TASK DIRECTIONS - Every entry in the following data should be output exactly.

EXERCISE INPUTS -
-- Opening Marker --
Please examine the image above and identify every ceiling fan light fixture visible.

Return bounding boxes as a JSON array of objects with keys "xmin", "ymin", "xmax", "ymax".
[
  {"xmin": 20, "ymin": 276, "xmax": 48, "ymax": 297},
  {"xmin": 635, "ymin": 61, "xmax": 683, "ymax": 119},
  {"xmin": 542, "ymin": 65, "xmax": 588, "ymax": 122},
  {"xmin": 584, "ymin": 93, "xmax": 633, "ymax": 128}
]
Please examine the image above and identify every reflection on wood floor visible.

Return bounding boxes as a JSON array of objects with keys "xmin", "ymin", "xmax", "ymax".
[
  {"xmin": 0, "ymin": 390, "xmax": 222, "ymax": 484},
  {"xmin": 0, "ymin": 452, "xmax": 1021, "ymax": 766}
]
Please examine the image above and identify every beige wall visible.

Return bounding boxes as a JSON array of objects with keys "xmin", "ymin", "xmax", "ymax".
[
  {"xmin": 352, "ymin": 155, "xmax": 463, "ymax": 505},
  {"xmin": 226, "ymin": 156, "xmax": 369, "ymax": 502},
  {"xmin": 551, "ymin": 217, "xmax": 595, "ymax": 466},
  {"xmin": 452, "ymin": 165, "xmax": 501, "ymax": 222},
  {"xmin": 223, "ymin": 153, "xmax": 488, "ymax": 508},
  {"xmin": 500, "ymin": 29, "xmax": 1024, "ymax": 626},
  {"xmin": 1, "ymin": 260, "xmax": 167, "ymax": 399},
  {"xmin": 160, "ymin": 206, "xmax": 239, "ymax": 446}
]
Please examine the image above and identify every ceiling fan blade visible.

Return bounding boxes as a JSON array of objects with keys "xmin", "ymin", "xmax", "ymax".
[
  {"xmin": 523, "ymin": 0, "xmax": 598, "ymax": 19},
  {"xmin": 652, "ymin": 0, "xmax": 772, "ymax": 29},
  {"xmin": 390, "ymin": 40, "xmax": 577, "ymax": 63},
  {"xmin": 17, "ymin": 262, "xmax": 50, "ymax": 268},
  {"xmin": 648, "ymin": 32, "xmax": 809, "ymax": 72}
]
-- Closing Marker --
ANSWER BOX -
Please examine the image above and identify every ceiling fan light fixture visible.

Return bounding boxes as a JSON array of objects with keys "xmin", "ymin", "xmax", "ymax".
[
  {"xmin": 20, "ymin": 276, "xmax": 48, "ymax": 297},
  {"xmin": 635, "ymin": 61, "xmax": 683, "ymax": 119},
  {"xmin": 542, "ymin": 65, "xmax": 588, "ymax": 122},
  {"xmin": 584, "ymin": 93, "xmax": 633, "ymax": 128}
]
Please examine the image above and identify every reflection on wood floor visible.

Return bounding boxes as a JSON array of objects with keys "xmin", "ymin", "xmax", "ymax".
[
  {"xmin": 0, "ymin": 390, "xmax": 222, "ymax": 484},
  {"xmin": 0, "ymin": 452, "xmax": 1021, "ymax": 766}
]
Please examine the image above and identify every beige wall visible.

Return bounding boxes as a JSON array of objects with keys "xmin", "ymin", "xmax", "ymax".
[
  {"xmin": 352, "ymin": 155, "xmax": 463, "ymax": 505},
  {"xmin": 226, "ymin": 156, "xmax": 369, "ymax": 502},
  {"xmin": 551, "ymin": 217, "xmax": 595, "ymax": 466},
  {"xmin": 452, "ymin": 165, "xmax": 501, "ymax": 222},
  {"xmin": 223, "ymin": 153, "xmax": 488, "ymax": 508},
  {"xmin": 500, "ymin": 29, "xmax": 1024, "ymax": 626},
  {"xmin": 1, "ymin": 260, "xmax": 167, "ymax": 399},
  {"xmin": 160, "ymin": 206, "xmax": 239, "ymax": 446}
]
Please examine the image above and identify every ceiling fan blade visible.

Return bounding boxes as a JSON array of objects with keys "xmin", "ymin", "xmax", "ymax".
[
  {"xmin": 523, "ymin": 0, "xmax": 598, "ymax": 19},
  {"xmin": 652, "ymin": 0, "xmax": 772, "ymax": 29},
  {"xmin": 390, "ymin": 40, "xmax": 577, "ymax": 63},
  {"xmin": 17, "ymin": 262, "xmax": 50, "ymax": 268},
  {"xmin": 648, "ymin": 32, "xmax": 809, "ymax": 72}
]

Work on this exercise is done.